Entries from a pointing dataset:
* begin *

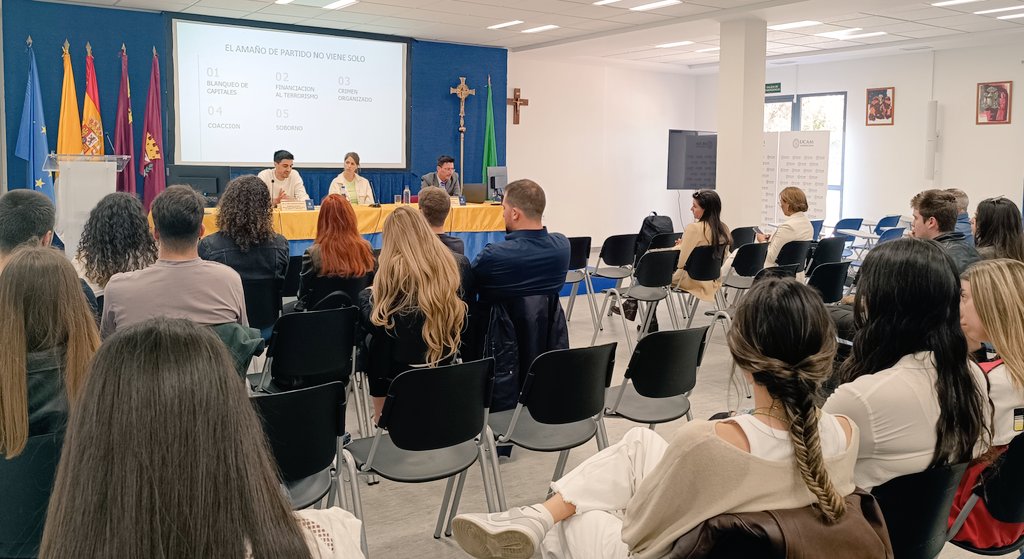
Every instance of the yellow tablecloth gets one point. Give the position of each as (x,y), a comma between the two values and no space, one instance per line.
(302,225)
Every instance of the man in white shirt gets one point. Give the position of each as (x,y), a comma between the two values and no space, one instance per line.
(283,181)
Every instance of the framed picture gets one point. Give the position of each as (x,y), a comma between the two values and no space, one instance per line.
(881,108)
(994,99)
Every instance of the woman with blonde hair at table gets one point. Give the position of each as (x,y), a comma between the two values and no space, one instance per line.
(414,312)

* end *

PROBLEM DETAILS: Convert every line of the listing above into a JSON list of strings, one string per line, with blank lines skipped. Leave out the pictures.

OUTPUT OF THE TASK:
[
  "Every instance of the yellow tablecloth gets one point. Give the position of each as (x,y), a comma between the two values and no space, one instance per line.",
  "(302,225)",
  "Every instance of the man in white shirt gets one point. Give the position of each as (x,y), a comma between the two values and no space, one instance per line.",
  "(283,181)",
  "Every instance of the framed picture gets one point. Give the position of each as (x,y), a comma between the two values and no space, one instance per line.",
  "(881,108)",
  "(994,99)",
  "Every instance of the woman with blonde hair at table gets one point. Give the position of each as (x,y), a comma between the two values and no space, one instance per line.",
  "(414,312)"
]